The expected answer is the data below, printed verbatim without its pictures.

(Spatial localization data)
+ + +

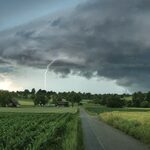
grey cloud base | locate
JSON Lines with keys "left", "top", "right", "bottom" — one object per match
{"left": 0, "top": 0, "right": 150, "bottom": 92}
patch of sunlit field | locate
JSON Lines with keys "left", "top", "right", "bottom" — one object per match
{"left": 18, "top": 100, "right": 34, "bottom": 106}
{"left": 16, "top": 98, "right": 34, "bottom": 106}
{"left": 100, "top": 111, "right": 150, "bottom": 144}
{"left": 0, "top": 107, "right": 78, "bottom": 113}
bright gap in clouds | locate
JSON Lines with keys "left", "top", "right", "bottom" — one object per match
{"left": 0, "top": 78, "right": 23, "bottom": 91}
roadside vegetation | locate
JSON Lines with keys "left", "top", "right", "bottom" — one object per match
{"left": 100, "top": 111, "right": 150, "bottom": 144}
{"left": 62, "top": 111, "right": 84, "bottom": 150}
{"left": 84, "top": 104, "right": 150, "bottom": 145}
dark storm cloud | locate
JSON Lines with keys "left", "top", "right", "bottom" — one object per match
{"left": 0, "top": 58, "right": 9, "bottom": 65}
{"left": 0, "top": 0, "right": 150, "bottom": 92}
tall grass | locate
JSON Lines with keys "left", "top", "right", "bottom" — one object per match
{"left": 62, "top": 113, "right": 84, "bottom": 150}
{"left": 100, "top": 111, "right": 150, "bottom": 144}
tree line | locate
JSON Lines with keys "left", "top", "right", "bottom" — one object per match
{"left": 0, "top": 89, "right": 150, "bottom": 108}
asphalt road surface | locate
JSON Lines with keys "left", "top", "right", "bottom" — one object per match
{"left": 80, "top": 108, "right": 150, "bottom": 150}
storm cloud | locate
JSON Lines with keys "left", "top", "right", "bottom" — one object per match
{"left": 0, "top": 0, "right": 150, "bottom": 92}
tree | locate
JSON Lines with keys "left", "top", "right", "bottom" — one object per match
{"left": 106, "top": 95, "right": 125, "bottom": 108}
{"left": 132, "top": 92, "right": 145, "bottom": 107}
{"left": 145, "top": 91, "right": 150, "bottom": 102}
{"left": 34, "top": 93, "right": 48, "bottom": 106}
{"left": 52, "top": 94, "right": 62, "bottom": 106}
{"left": 0, "top": 91, "right": 12, "bottom": 107}
{"left": 67, "top": 92, "right": 82, "bottom": 106}
{"left": 31, "top": 88, "right": 36, "bottom": 95}
{"left": 73, "top": 93, "right": 82, "bottom": 105}
{"left": 23, "top": 89, "right": 30, "bottom": 98}
{"left": 31, "top": 88, "right": 36, "bottom": 99}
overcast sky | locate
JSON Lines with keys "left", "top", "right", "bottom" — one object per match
{"left": 0, "top": 0, "right": 150, "bottom": 93}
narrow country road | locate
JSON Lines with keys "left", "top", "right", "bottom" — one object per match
{"left": 80, "top": 108, "right": 150, "bottom": 150}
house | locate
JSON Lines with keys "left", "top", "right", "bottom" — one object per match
{"left": 56, "top": 99, "right": 69, "bottom": 107}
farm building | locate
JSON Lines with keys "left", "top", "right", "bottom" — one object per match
{"left": 7, "top": 99, "right": 20, "bottom": 107}
{"left": 56, "top": 99, "right": 69, "bottom": 107}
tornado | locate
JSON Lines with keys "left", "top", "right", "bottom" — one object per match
{"left": 44, "top": 60, "right": 56, "bottom": 90}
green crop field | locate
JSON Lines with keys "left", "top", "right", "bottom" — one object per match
{"left": 84, "top": 104, "right": 150, "bottom": 114}
{"left": 100, "top": 111, "right": 150, "bottom": 144}
{"left": 0, "top": 112, "right": 83, "bottom": 150}
{"left": 0, "top": 107, "right": 77, "bottom": 113}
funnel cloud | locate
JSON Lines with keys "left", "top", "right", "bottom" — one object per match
{"left": 44, "top": 60, "right": 56, "bottom": 90}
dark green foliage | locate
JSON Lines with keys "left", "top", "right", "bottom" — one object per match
{"left": 34, "top": 94, "right": 48, "bottom": 106}
{"left": 106, "top": 95, "right": 125, "bottom": 108}
{"left": 132, "top": 92, "right": 150, "bottom": 107}
{"left": 23, "top": 89, "right": 30, "bottom": 98}
{"left": 125, "top": 100, "right": 132, "bottom": 107}
{"left": 0, "top": 91, "right": 12, "bottom": 107}
{"left": 67, "top": 92, "right": 82, "bottom": 106}
{"left": 52, "top": 94, "right": 62, "bottom": 106}
{"left": 140, "top": 101, "right": 149, "bottom": 108}
{"left": 145, "top": 91, "right": 150, "bottom": 102}
{"left": 34, "top": 90, "right": 48, "bottom": 106}
{"left": 31, "top": 88, "right": 36, "bottom": 95}
{"left": 132, "top": 92, "right": 145, "bottom": 107}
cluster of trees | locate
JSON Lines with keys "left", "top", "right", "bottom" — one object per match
{"left": 90, "top": 94, "right": 125, "bottom": 108}
{"left": 0, "top": 91, "right": 12, "bottom": 107}
{"left": 17, "top": 89, "right": 82, "bottom": 107}
{"left": 90, "top": 92, "right": 150, "bottom": 108}
{"left": 33, "top": 90, "right": 48, "bottom": 106}
{"left": 132, "top": 92, "right": 150, "bottom": 107}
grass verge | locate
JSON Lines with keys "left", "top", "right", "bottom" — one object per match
{"left": 62, "top": 111, "right": 84, "bottom": 150}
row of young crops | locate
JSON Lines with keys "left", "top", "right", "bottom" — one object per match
{"left": 0, "top": 112, "right": 82, "bottom": 150}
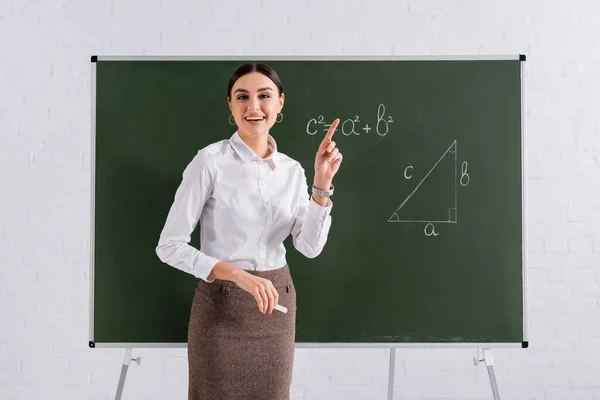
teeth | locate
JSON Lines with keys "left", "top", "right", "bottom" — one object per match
{"left": 245, "top": 116, "right": 264, "bottom": 121}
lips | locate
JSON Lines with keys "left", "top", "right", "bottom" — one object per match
{"left": 244, "top": 116, "right": 266, "bottom": 121}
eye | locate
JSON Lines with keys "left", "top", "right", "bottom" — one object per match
{"left": 260, "top": 94, "right": 271, "bottom": 99}
{"left": 237, "top": 95, "right": 248, "bottom": 100}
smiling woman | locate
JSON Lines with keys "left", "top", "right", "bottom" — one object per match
{"left": 155, "top": 62, "right": 343, "bottom": 400}
{"left": 227, "top": 64, "right": 285, "bottom": 158}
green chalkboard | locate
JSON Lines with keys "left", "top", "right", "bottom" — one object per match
{"left": 90, "top": 56, "right": 527, "bottom": 347}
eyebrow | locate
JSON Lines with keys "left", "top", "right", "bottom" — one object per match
{"left": 233, "top": 87, "right": 274, "bottom": 94}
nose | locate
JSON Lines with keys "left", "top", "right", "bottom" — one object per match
{"left": 247, "top": 97, "right": 260, "bottom": 111}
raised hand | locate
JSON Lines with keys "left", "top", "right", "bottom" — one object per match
{"left": 314, "top": 118, "right": 343, "bottom": 185}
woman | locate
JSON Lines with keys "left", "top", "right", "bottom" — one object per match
{"left": 156, "top": 62, "right": 343, "bottom": 400}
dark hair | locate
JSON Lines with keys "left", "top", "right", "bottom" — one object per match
{"left": 227, "top": 63, "right": 284, "bottom": 99}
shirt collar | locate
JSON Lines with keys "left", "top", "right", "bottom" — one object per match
{"left": 230, "top": 130, "right": 279, "bottom": 170}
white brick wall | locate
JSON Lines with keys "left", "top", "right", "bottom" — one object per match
{"left": 1, "top": 0, "right": 599, "bottom": 398}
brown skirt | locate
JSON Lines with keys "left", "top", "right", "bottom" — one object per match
{"left": 187, "top": 264, "right": 296, "bottom": 400}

+ + +

- [Completed task]
grey cloud base | locate
JSON Lines with keys "left", "top", "right", "bottom" — one object per match
{"left": 0, "top": 0, "right": 150, "bottom": 92}
patch of sunlit field | locate
JSON Lines with keys "left", "top", "right", "bottom" — one object per match
{"left": 18, "top": 100, "right": 34, "bottom": 106}
{"left": 16, "top": 98, "right": 34, "bottom": 106}
{"left": 100, "top": 111, "right": 150, "bottom": 144}
{"left": 0, "top": 107, "right": 78, "bottom": 113}
bright gap in clouds | locate
JSON Lines with keys "left", "top", "right", "bottom" — one object per match
{"left": 0, "top": 78, "right": 23, "bottom": 91}
roadside vegetation | locate
JSON Lines with keys "left", "top", "right", "bottom" — one object per match
{"left": 100, "top": 111, "right": 150, "bottom": 144}
{"left": 62, "top": 111, "right": 84, "bottom": 150}
{"left": 84, "top": 104, "right": 150, "bottom": 145}
dark storm cloud | locate
JSON Lines with keys "left", "top", "right", "bottom" — one object per match
{"left": 0, "top": 58, "right": 9, "bottom": 65}
{"left": 0, "top": 0, "right": 150, "bottom": 92}
tall grass | locate
JSON Lines with keys "left", "top", "right", "bottom" — one object per match
{"left": 62, "top": 113, "right": 84, "bottom": 150}
{"left": 100, "top": 111, "right": 150, "bottom": 144}
tree line | locate
JSON Lines with keys "left", "top", "right", "bottom" — one object per match
{"left": 0, "top": 89, "right": 150, "bottom": 108}
asphalt road surface | locate
JSON Lines with keys "left", "top", "right", "bottom" — one object per match
{"left": 80, "top": 108, "right": 150, "bottom": 150}
storm cloud | locate
JSON Lines with keys "left", "top", "right", "bottom" — one object per match
{"left": 0, "top": 0, "right": 150, "bottom": 92}
tree | locate
JSON Lines with keys "left", "top", "right", "bottom" — one object per match
{"left": 106, "top": 95, "right": 125, "bottom": 108}
{"left": 132, "top": 92, "right": 145, "bottom": 107}
{"left": 145, "top": 91, "right": 150, "bottom": 102}
{"left": 34, "top": 93, "right": 48, "bottom": 106}
{"left": 52, "top": 94, "right": 62, "bottom": 106}
{"left": 0, "top": 91, "right": 12, "bottom": 107}
{"left": 67, "top": 92, "right": 82, "bottom": 106}
{"left": 31, "top": 88, "right": 36, "bottom": 95}
{"left": 73, "top": 93, "right": 82, "bottom": 105}
{"left": 23, "top": 89, "right": 30, "bottom": 98}
{"left": 31, "top": 88, "right": 36, "bottom": 99}
overcast sky | locate
JSON Lines with keys "left", "top", "right", "bottom" — one object per match
{"left": 0, "top": 0, "right": 150, "bottom": 93}
narrow country road | locate
JSON Lines with keys "left", "top", "right", "bottom" — one object per match
{"left": 80, "top": 108, "right": 150, "bottom": 150}
house | locate
JSON Lines with keys "left", "top", "right", "bottom" — one object per match
{"left": 56, "top": 99, "right": 69, "bottom": 107}
farm building | locate
JSON Lines with keys "left", "top", "right", "bottom" — one object per match
{"left": 7, "top": 99, "right": 20, "bottom": 107}
{"left": 56, "top": 99, "right": 69, "bottom": 107}
tornado | locate
JSON Lines with keys "left", "top", "right", "bottom" — one object per match
{"left": 44, "top": 60, "right": 56, "bottom": 90}
green crop field | locate
JSON Lines with keys "left", "top", "right", "bottom" — one object per match
{"left": 84, "top": 104, "right": 150, "bottom": 114}
{"left": 100, "top": 111, "right": 150, "bottom": 144}
{"left": 0, "top": 112, "right": 83, "bottom": 150}
{"left": 0, "top": 107, "right": 77, "bottom": 113}
funnel cloud | locate
JSON Lines with keys "left", "top", "right", "bottom" — one object per match
{"left": 44, "top": 60, "right": 56, "bottom": 90}
dark green foliage | locate
JSON Lines with keys "left", "top", "right", "bottom" — one object per match
{"left": 34, "top": 94, "right": 48, "bottom": 106}
{"left": 106, "top": 95, "right": 125, "bottom": 108}
{"left": 132, "top": 92, "right": 150, "bottom": 107}
{"left": 23, "top": 89, "right": 30, "bottom": 98}
{"left": 125, "top": 100, "right": 132, "bottom": 107}
{"left": 0, "top": 91, "right": 12, "bottom": 107}
{"left": 67, "top": 92, "right": 82, "bottom": 106}
{"left": 52, "top": 94, "right": 62, "bottom": 106}
{"left": 140, "top": 101, "right": 149, "bottom": 108}
{"left": 145, "top": 91, "right": 150, "bottom": 102}
{"left": 34, "top": 90, "right": 48, "bottom": 106}
{"left": 31, "top": 88, "right": 36, "bottom": 95}
{"left": 132, "top": 92, "right": 145, "bottom": 107}
cluster of trees | locate
JSON Lines with keys "left", "top", "right", "bottom" — one object per match
{"left": 90, "top": 94, "right": 125, "bottom": 108}
{"left": 0, "top": 91, "right": 12, "bottom": 107}
{"left": 17, "top": 89, "right": 82, "bottom": 107}
{"left": 90, "top": 92, "right": 150, "bottom": 108}
{"left": 33, "top": 90, "right": 48, "bottom": 106}
{"left": 132, "top": 92, "right": 150, "bottom": 107}
grass verge | locate
JSON Lines with keys "left", "top", "right", "bottom" — one object per match
{"left": 62, "top": 111, "right": 84, "bottom": 150}
row of young crops | locate
JSON Lines with keys "left", "top", "right", "bottom" — one object per match
{"left": 0, "top": 112, "right": 82, "bottom": 150}
teeth | locate
JSON Lines with keys "left", "top", "right", "bottom" — one object per match
{"left": 245, "top": 116, "right": 264, "bottom": 121}
lips | locate
JSON Lines with keys "left", "top", "right", "bottom" — one object per match
{"left": 244, "top": 116, "right": 266, "bottom": 121}
eye | locate
JSON Lines with keys "left", "top", "right", "bottom" — one object per match
{"left": 260, "top": 94, "right": 271, "bottom": 99}
{"left": 237, "top": 95, "right": 248, "bottom": 100}
smiling woman | locate
JSON Lines with keys "left", "top", "right", "bottom" — one object per match
{"left": 155, "top": 62, "right": 343, "bottom": 400}
{"left": 227, "top": 64, "right": 285, "bottom": 158}
green chalkboard | locate
JSON Lines with keys "left", "top", "right", "bottom" — one object per match
{"left": 90, "top": 56, "right": 527, "bottom": 347}
eyebrow | locate
JSON Lines with keys "left", "top", "right", "bottom" — one object per match
{"left": 233, "top": 87, "right": 274, "bottom": 94}
nose | locate
JSON Lines with keys "left", "top", "right", "bottom" — one object per match
{"left": 247, "top": 97, "right": 260, "bottom": 111}
raised hand | locate
JSON Lines with keys "left", "top", "right", "bottom" — one object per match
{"left": 314, "top": 118, "right": 343, "bottom": 185}
woman | locate
JSON Lines with keys "left", "top", "right", "bottom" — one object per match
{"left": 156, "top": 62, "right": 343, "bottom": 400}
dark hair | locate
JSON Lines with keys "left", "top", "right", "bottom" — one object per match
{"left": 227, "top": 63, "right": 284, "bottom": 99}
shirt collar | locate
JSON Lines with keys "left", "top", "right", "bottom" — one object per match
{"left": 230, "top": 130, "right": 279, "bottom": 170}
white brick wall | locate
JSON Lines with keys "left", "top", "right", "bottom" — one object per match
{"left": 1, "top": 0, "right": 599, "bottom": 398}
brown skirt | locate
JSON Lines with keys "left", "top", "right", "bottom" — one object per match
{"left": 187, "top": 264, "right": 296, "bottom": 400}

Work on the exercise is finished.